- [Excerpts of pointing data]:
——————————
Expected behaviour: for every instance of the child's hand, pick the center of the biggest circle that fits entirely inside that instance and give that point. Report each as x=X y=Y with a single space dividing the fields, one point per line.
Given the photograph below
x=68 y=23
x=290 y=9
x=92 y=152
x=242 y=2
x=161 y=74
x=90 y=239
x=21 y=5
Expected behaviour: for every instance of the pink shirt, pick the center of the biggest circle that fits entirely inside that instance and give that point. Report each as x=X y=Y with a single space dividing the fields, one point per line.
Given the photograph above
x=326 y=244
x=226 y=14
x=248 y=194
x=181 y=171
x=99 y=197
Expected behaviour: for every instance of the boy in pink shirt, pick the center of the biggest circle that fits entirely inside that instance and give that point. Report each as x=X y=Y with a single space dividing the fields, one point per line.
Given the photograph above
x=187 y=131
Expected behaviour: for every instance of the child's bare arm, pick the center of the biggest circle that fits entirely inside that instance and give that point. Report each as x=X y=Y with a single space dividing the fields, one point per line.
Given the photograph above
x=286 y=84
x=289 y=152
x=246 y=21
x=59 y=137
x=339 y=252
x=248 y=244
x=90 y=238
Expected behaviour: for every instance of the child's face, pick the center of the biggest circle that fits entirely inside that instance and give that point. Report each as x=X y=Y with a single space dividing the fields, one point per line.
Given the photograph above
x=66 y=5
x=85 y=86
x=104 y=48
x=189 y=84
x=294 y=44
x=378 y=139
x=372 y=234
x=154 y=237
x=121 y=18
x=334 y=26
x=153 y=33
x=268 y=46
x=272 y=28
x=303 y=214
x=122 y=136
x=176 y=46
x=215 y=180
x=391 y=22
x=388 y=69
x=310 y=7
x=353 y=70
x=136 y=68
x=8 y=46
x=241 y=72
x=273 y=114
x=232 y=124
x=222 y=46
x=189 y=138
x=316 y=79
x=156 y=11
——————————
- [REQUIREMENT]: Rewrite the records, changing "photograph" to "image" wherever it appears and keeping everything else the same.

- [REPLY]:
Expected behaviour: for every instance of the child's hand, pick the center of the biggest circle that fits entirely inside that instance and give that point. Report each as x=X y=Y with a single space dividing the fields, one point per line.
Given the image below
x=68 y=23
x=290 y=9
x=92 y=152
x=242 y=2
x=161 y=74
x=90 y=239
x=21 y=5
Expected behaviour: for every instance of the pink shirt, pick the center of the biggest circle that fits entirely inside that instance and give that point. Report each as x=X y=Y with a single space dividing the fields, one point per line.
Given the image above
x=326 y=244
x=226 y=14
x=248 y=194
x=181 y=171
x=99 y=197
Expected behaviour: for every instance of the boy in pink shirt, pick the center of the biggest circle that fits entirely inside that instance and give that point. Report each as x=X y=Y with a single space dividing the fields, one point per line.
Given the image above
x=187 y=131
Expected behaviour: for every instance of the child's bare arm, pick the center of the biggest circle that fits entirely inside that instance and give that point. Report each as x=X y=Y with a single space dividing the fields, one point per line.
Given the image above
x=286 y=84
x=289 y=152
x=246 y=21
x=59 y=137
x=339 y=252
x=248 y=244
x=90 y=238
Expected behaviour: for every instance of the child's face, pick the center of the biggest circle that fits entirely inside that instance and give that point. Report each as x=X y=Y with a single space dividing the fields, one point per line.
Given the image above
x=66 y=5
x=85 y=86
x=104 y=48
x=189 y=84
x=294 y=44
x=378 y=139
x=372 y=234
x=154 y=237
x=121 y=18
x=334 y=26
x=153 y=33
x=268 y=46
x=272 y=28
x=303 y=214
x=122 y=136
x=176 y=46
x=215 y=180
x=391 y=22
x=388 y=69
x=310 y=7
x=353 y=70
x=136 y=68
x=8 y=46
x=241 y=72
x=273 y=114
x=232 y=124
x=222 y=46
x=189 y=138
x=316 y=79
x=156 y=11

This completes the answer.